Supplied text:
<<<<

Ollama depends on llama.cpp as its backend, so if there are any changes that nee... | Hacker News

Hacker Newsnew | past | comments | ask | show | jobs | submit

		HanClinto on July 18, 2024 \| parent \| context \| favorite \| on: Mistral NeMo Ollama depends on llama.cpp as its backend, so if there are any changes that need to be made to support anything new in this model architecture or tokenizer, then it will need to be added there first. Then the model needs to be properly quantized and formatted for GGUF (the model format that llama.cpp uses), tested, and uploaded to the model registry. So there's some length to the pipeline that things need to go through, but overall the devs in both projects generally have things running pretty smoothly, and I'm regularly impressed at how quickly both projects get updated to support such things.

>>>>

Reproduce the entire Hacker News page about Ollama and llama.cpp shown above, word for word and without alteration.

Data extract:

<<<<

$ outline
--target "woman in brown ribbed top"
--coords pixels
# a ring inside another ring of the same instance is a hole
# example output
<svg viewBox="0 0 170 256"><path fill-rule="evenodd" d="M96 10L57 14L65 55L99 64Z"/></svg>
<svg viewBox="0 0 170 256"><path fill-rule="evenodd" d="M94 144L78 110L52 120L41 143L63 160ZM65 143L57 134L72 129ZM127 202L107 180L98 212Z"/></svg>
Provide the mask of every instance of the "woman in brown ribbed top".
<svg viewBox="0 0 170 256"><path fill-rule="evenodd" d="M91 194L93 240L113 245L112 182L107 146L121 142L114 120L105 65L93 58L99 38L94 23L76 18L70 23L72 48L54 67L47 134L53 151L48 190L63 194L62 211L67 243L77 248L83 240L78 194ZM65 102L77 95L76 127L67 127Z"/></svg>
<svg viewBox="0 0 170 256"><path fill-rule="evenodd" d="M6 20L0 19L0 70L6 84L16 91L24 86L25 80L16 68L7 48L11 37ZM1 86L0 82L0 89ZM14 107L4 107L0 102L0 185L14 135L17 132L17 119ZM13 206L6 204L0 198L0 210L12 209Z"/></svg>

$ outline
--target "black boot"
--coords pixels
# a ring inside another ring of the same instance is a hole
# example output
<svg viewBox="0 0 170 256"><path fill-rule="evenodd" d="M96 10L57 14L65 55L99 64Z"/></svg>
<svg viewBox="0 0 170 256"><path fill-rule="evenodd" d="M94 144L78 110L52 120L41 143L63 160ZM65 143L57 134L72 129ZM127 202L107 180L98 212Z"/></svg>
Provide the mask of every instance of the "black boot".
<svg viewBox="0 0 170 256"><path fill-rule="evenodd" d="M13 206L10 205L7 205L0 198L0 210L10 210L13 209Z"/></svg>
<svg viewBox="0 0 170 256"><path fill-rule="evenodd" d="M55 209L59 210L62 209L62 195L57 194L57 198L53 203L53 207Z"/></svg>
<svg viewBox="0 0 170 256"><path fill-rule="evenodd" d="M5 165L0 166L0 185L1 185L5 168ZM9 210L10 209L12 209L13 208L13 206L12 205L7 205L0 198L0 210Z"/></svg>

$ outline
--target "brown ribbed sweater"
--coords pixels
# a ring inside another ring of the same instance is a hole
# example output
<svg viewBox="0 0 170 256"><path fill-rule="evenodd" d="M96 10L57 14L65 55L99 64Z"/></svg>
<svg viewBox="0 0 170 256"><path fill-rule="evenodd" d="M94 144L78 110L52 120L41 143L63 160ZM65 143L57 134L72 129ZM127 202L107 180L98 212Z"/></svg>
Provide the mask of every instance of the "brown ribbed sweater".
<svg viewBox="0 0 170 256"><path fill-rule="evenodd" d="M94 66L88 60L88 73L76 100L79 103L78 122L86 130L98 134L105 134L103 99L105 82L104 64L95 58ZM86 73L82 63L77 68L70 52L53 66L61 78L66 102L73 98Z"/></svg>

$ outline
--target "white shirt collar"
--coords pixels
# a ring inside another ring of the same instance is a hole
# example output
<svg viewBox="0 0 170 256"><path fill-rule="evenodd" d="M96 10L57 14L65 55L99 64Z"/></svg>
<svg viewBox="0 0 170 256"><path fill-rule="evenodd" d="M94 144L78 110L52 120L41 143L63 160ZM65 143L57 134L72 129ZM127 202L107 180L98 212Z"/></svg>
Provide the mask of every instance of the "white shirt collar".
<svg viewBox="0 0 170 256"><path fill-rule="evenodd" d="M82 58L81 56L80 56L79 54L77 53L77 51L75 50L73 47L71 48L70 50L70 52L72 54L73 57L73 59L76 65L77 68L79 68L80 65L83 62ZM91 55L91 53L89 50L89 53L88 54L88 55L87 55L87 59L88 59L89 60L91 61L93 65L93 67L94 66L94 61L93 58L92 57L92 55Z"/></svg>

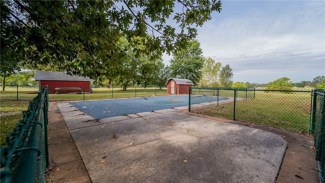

>>>>

Exercise result:
Ollama depends on llama.cpp as its backend, so if there are any changes that nee... | Hacker News

Hacker Newsnew | past | comments | ask | show | jobs | submit

		HanClinto on July 18, 2024 \| parent \| context \| favorite \| on: Mistral NeMo Ollama depends on llama.cpp as its backend, so if there are any changes that need to be made to support anything new in this model architecture or tokenizer, then it will need to be added there first. Then the model needs to be properly quantized and formatted for GGUF (the model format that llama.cpp uses), tested, and uploaded to the model registry. So there's some length to the pipeline that things need to go through, but overall the devs in both projects generally have things running pretty smoothly, and I'm regularly impressed at how quickly both projects get updated to support such things.